[Coordinate annotation entries]
.....
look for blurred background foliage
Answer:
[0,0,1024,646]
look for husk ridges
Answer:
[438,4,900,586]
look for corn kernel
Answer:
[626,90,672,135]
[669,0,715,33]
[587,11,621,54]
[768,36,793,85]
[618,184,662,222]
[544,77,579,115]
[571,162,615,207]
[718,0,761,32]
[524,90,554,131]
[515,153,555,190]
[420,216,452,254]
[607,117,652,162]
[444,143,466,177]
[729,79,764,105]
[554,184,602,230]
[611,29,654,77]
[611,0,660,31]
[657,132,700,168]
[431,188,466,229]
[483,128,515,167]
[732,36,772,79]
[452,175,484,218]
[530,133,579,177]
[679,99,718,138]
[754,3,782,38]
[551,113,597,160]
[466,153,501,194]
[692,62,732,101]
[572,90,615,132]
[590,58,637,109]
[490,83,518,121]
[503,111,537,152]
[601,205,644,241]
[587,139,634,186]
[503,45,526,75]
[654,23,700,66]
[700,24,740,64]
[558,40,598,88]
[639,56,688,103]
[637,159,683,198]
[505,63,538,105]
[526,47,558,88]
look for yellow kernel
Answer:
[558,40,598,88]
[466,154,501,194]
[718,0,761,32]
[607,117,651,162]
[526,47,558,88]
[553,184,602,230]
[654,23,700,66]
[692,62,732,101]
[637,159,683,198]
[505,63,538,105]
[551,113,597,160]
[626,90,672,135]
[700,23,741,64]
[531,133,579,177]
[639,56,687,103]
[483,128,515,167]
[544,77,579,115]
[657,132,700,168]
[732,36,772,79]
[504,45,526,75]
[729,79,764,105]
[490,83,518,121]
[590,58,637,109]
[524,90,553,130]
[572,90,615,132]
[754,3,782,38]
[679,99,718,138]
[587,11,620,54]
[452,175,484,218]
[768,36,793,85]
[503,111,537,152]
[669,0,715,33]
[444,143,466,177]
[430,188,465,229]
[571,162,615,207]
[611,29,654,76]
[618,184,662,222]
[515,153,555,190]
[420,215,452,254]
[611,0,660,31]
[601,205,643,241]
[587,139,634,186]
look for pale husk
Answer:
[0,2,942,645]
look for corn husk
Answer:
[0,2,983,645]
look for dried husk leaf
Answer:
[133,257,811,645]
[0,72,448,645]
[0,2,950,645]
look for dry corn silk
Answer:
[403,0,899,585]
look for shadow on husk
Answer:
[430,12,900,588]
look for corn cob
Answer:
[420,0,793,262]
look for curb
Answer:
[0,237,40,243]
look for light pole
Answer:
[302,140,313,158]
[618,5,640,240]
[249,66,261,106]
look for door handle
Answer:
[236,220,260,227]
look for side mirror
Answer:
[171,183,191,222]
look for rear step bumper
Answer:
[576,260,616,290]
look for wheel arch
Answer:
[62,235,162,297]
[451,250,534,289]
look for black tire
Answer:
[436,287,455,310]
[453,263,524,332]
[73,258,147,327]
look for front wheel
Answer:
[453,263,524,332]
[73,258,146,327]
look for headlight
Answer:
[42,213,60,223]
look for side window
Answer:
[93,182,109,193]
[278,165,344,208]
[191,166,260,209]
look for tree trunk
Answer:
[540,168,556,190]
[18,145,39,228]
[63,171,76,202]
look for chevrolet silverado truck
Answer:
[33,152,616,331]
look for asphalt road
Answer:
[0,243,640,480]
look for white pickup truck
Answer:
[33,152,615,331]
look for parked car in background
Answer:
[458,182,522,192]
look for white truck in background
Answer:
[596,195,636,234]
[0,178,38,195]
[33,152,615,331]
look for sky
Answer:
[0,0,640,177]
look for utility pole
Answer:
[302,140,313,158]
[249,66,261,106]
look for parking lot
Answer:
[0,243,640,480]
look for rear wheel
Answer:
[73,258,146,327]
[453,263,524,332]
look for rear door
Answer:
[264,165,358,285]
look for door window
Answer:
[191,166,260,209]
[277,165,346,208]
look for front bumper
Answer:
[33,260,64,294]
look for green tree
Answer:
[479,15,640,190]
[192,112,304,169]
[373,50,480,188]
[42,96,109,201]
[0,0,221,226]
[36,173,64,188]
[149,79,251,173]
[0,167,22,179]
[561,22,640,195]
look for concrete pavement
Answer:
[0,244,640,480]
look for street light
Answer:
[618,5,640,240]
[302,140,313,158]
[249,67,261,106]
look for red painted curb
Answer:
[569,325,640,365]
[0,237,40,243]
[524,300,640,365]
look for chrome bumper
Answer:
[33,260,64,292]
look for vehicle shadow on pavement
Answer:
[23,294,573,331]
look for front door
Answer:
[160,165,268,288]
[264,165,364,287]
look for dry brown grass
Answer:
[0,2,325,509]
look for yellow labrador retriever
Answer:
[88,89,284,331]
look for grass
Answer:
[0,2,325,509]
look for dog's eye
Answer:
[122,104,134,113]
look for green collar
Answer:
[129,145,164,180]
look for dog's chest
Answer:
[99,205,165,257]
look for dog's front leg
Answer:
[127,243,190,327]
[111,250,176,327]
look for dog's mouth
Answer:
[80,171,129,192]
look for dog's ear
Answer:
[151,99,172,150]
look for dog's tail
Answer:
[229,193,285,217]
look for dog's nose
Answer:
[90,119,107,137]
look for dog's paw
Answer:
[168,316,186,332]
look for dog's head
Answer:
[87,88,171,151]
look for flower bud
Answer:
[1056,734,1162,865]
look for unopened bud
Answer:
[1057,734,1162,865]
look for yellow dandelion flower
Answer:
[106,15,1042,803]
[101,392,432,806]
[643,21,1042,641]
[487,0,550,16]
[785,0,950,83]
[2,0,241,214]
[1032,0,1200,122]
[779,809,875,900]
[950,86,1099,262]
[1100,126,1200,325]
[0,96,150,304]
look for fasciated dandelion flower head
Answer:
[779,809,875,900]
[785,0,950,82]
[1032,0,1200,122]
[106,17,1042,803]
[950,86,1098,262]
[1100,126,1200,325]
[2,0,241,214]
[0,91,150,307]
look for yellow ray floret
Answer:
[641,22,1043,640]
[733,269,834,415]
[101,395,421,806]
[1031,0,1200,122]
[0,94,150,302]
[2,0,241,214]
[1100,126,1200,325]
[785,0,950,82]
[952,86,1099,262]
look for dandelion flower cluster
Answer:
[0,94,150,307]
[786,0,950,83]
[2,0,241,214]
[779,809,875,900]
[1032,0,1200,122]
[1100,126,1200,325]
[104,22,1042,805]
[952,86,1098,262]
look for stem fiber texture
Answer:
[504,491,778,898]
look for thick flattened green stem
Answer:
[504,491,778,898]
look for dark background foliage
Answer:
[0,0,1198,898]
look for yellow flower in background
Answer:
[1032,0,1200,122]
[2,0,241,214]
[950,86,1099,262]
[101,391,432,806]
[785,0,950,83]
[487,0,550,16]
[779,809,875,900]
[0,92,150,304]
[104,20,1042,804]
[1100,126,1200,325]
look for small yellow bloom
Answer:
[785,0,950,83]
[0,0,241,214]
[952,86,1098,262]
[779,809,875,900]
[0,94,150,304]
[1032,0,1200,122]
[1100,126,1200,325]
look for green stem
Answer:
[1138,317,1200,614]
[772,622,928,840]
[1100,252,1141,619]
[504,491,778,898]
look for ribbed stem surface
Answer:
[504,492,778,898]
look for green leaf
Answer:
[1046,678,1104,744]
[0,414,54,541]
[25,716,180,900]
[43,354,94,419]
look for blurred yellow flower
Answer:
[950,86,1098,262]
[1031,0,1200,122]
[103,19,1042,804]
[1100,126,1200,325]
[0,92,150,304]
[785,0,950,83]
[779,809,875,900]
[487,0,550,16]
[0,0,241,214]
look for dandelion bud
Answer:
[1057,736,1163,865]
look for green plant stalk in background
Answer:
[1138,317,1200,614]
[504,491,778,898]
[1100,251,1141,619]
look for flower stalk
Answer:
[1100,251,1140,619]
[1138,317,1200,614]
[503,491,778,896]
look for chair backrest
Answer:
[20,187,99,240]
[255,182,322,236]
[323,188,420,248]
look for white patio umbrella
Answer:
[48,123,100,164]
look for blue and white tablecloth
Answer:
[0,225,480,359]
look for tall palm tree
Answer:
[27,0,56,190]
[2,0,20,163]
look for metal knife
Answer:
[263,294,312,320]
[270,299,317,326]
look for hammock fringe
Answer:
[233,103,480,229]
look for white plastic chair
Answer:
.....
Copy every line of the data from its start through the line containing "[438,4,900,586]", shifting each number in the bounding box coordinates up by 121.

look for blurred background foliage
Answer:
[121,121,1145,767]
look for husk ridges
Answer:
[559,125,1021,707]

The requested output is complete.